Dataset rows on object locations:

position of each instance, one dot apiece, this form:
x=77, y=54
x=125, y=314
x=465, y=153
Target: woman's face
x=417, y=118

...

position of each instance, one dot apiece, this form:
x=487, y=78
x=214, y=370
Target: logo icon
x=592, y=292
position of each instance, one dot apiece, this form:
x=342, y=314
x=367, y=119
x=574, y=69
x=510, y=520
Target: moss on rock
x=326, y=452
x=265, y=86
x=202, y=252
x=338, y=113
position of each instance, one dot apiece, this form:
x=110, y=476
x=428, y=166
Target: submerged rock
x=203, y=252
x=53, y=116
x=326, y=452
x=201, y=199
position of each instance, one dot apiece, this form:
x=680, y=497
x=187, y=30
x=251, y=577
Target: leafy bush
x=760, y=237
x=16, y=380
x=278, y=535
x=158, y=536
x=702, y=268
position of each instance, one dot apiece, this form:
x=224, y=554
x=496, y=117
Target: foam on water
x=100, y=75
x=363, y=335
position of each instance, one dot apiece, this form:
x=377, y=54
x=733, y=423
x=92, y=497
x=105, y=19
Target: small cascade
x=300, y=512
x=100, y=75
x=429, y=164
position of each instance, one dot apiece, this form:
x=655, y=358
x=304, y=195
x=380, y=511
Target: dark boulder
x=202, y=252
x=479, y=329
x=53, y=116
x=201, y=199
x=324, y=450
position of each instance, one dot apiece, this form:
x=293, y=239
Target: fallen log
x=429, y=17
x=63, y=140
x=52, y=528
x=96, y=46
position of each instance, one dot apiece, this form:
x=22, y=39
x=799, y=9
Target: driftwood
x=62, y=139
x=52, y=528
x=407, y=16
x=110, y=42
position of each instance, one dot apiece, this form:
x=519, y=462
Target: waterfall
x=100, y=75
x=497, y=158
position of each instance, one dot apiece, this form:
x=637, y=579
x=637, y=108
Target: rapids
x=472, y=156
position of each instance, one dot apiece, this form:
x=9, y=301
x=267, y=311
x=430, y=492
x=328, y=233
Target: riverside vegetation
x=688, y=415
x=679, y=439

* * *

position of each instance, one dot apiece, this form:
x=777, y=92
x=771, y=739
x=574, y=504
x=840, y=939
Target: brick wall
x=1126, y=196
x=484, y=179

■ Prompt
Display each line from the rows above that contains the string "rock".

■ Final answer
Target: moss on rock
Target: submerged rock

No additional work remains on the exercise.